Proceed with the mailing-list reply below about running Drill on Amazon, writing on from its final sentence.

╭─ Text extract

You are viewing a plain text version of this content. The canonical link for it is here.
Posted to user@drill.apache.org by Iver Walkoe <re...@eyecue.com> on 2014/11/01 18:15:35 UTC

Re: Drill on Amazon?

Hi Ted!

Thank you for your notes; your timing is perfect as I just now (finally) 
have enough time to start working on this in earnest.

I have started collecting some info - there's not much on Drill per se, 
but there are what seem to be analogous efforts in using Spark and R on EMR.

While apologizing for posting links, I would appreciate any and all 
input as to whether a similar approach might work with Drill.

1.) The upshot is to use a boostrap script to install software on 
cluster startup. In another project, I had had success using R in Hadoop 
streaming (i.e., sans RHadoop) so I was thinking this might be a way to 
get the Drillbits onto the slave (core/task in AWS) nodes in the 
cluster. Then one would ssh to the master and subsequently connect to 
the core nodes.

╰─
╭─ Record list

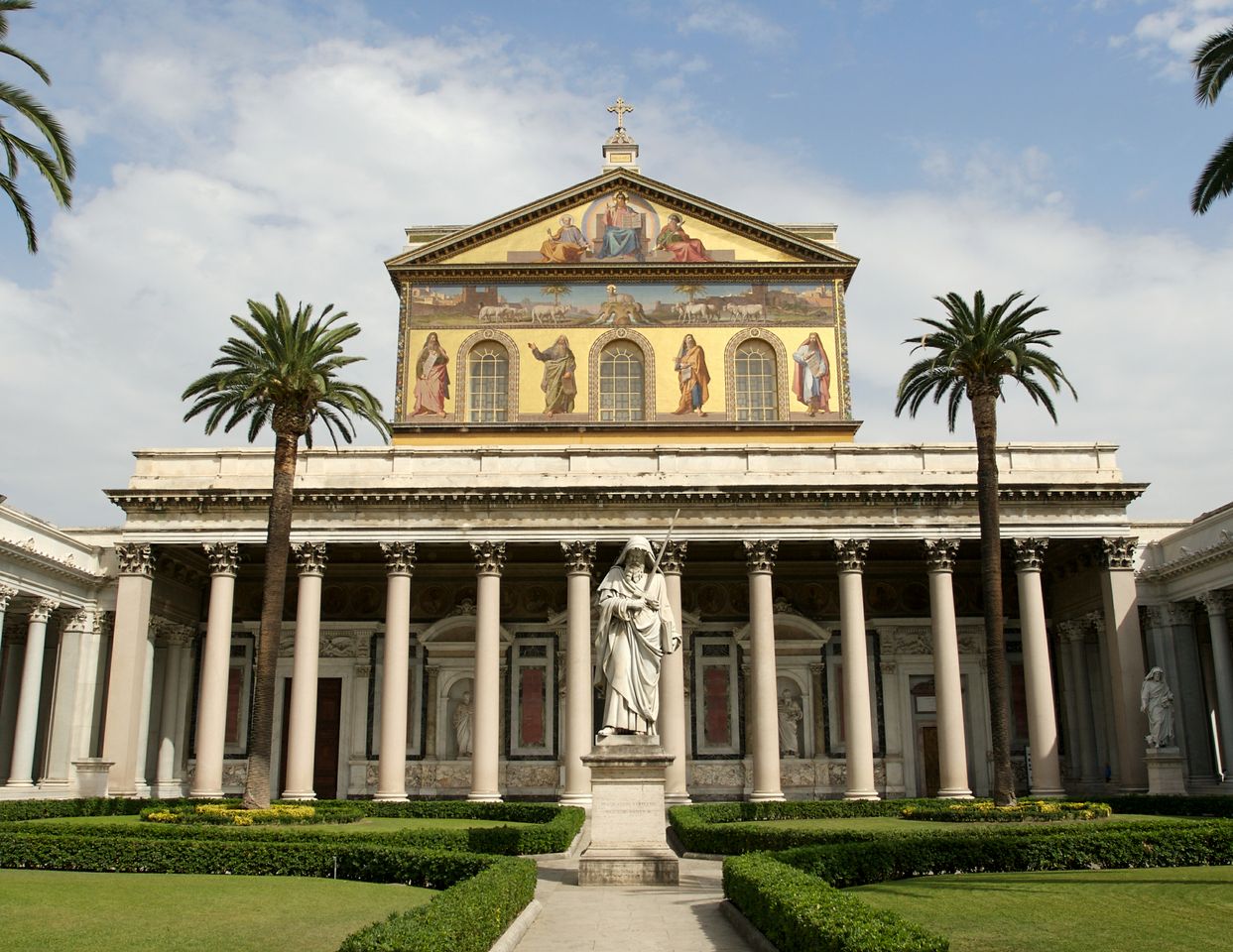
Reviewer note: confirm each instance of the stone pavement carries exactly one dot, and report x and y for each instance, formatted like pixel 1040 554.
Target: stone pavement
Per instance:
pixel 630 919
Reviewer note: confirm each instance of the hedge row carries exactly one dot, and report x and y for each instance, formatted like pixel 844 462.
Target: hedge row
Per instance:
pixel 553 831
pixel 801 912
pixel 483 894
pixel 1123 846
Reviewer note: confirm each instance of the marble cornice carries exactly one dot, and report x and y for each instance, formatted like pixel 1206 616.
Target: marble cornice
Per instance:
pixel 509 497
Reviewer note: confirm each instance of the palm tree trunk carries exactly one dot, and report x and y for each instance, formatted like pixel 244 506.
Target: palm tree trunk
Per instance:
pixel 984 418
pixel 278 547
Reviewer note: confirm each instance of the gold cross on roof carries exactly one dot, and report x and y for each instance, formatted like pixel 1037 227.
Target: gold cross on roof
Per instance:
pixel 620 109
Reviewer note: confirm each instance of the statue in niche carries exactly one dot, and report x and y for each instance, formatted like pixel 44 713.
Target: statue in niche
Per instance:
pixel 462 724
pixel 1156 700
pixel 637 629
pixel 790 717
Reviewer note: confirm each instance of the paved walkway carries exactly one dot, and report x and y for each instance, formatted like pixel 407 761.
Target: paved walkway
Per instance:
pixel 630 919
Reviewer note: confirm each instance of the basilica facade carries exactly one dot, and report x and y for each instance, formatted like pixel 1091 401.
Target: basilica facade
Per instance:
pixel 618 358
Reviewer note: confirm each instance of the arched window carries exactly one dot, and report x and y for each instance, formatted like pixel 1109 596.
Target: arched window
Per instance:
pixel 754 371
pixel 620 383
pixel 487 383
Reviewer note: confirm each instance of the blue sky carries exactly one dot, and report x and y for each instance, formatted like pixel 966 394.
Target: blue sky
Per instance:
pixel 233 150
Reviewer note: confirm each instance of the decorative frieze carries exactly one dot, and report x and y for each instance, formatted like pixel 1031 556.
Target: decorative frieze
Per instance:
pixel 939 553
pixel 674 560
pixel 223 557
pixel 850 553
pixel 579 557
pixel 136 560
pixel 490 557
pixel 400 557
pixel 310 557
pixel 1117 551
pixel 1030 553
pixel 760 555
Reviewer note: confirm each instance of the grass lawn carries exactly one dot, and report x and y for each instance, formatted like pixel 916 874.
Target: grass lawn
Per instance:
pixel 1128 910
pixel 42 910
pixel 897 824
pixel 369 824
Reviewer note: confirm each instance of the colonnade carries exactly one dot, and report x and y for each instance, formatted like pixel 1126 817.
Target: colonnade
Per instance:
pixel 128 705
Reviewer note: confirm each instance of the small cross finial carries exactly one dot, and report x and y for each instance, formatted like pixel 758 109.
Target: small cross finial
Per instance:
pixel 620 109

╰─

_The answer_:
Installing Apache Spark on an Amazon EMR Cluster
http://blogs.aws.amazon.com/bigdata/post/Tx15AY5C50K70RV/Installing-Apache-Spark-on-an-Amazon-EMR-Cluster

...this next entry illustrates getting RHadoop onto the core nodes:

Statistical Analysis with Open-Source R and RStudio on Amazon EMR
http://blogs.aws.amazon.com/bigdata/post/Tx37RSKRFDQNTSL/Statistical-Analysis-with-Open-Source-R-and-RStudio-on-Amazon-EMR

Does that make sense?

2.) I noticed that Amazon is now offering MapR instances in EMR; would 
there be any advantage to using one of these instead of the "stock" 
Amazon instances?

http://aws.amazon.com/elasticmapreduce/mapr/

3.) While I've only been reading and not (yet) directly experimenting, 
I'm not sure I understand your note on UDP multicast. Is there a link to 
the Drill wiki or documentation where this is explained (i.e., why this 
is pertinent)?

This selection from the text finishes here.